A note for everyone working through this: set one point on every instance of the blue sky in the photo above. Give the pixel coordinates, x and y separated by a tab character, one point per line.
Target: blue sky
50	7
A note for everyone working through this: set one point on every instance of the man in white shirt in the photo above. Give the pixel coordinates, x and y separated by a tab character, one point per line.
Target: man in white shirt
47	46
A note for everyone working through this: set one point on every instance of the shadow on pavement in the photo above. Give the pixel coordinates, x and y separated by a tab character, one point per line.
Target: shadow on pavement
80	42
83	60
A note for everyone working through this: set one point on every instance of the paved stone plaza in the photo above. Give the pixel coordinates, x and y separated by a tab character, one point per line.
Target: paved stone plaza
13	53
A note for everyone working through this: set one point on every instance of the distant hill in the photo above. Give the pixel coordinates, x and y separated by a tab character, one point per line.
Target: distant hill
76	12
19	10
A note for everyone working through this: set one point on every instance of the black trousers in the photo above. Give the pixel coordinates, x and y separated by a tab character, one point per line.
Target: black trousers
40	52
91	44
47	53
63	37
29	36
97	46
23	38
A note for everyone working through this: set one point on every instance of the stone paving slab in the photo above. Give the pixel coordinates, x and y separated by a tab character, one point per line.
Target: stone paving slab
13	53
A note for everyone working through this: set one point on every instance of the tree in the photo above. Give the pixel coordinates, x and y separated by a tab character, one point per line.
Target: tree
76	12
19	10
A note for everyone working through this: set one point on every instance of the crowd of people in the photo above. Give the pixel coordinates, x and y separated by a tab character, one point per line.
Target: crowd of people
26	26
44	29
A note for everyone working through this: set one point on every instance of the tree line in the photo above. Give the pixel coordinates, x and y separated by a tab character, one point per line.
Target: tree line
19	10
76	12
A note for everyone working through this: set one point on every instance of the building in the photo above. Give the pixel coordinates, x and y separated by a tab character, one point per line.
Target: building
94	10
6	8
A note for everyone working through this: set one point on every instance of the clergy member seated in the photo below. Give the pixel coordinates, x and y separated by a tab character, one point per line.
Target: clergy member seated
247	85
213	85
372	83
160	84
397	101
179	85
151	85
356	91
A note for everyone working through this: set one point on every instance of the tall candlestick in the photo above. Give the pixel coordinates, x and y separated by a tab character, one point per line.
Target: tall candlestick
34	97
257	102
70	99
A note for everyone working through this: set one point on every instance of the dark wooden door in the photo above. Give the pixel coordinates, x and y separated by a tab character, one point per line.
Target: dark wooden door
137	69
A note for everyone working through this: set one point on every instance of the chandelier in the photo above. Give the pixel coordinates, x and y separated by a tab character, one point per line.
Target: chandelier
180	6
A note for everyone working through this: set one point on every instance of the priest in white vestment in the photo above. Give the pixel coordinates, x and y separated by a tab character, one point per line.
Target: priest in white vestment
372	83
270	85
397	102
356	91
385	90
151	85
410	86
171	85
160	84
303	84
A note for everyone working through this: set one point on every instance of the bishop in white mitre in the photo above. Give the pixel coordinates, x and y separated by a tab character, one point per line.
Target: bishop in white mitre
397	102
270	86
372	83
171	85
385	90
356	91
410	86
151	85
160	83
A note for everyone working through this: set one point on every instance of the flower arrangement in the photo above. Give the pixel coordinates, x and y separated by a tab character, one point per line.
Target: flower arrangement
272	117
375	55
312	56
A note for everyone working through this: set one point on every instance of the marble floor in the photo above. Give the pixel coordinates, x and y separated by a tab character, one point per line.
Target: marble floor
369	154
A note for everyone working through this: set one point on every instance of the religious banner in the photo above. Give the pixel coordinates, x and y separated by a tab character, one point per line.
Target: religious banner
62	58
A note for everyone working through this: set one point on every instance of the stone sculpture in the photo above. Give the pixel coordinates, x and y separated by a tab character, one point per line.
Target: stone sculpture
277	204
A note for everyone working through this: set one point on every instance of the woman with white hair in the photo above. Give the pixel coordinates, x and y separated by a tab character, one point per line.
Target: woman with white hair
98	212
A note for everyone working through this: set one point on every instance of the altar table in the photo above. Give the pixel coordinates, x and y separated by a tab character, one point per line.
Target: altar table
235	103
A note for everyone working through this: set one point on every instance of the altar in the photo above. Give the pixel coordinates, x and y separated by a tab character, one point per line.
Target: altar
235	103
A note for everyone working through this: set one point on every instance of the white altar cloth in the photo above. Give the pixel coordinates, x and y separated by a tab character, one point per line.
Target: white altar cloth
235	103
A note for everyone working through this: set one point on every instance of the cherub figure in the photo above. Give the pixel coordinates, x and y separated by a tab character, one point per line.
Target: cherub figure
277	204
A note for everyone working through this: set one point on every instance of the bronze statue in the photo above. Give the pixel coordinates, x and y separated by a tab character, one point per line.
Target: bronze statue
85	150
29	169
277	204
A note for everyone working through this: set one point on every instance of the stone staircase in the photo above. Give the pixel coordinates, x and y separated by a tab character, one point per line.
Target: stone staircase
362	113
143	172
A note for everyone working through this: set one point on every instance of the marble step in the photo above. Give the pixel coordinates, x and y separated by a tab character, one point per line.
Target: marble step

» EXERCISE: Take the listing above and repeat exactly the lines from the one containing "Target: distant hill" through the one containing "of the black", both included.

» WRITTEN RESPONSE:
Target: distant hill
76	12
19	10
A note for everyone working through this: set one point on every instance of the black trousers in the photo above. Give the pixel coordinates, x and y separated by a tab character, one point per line.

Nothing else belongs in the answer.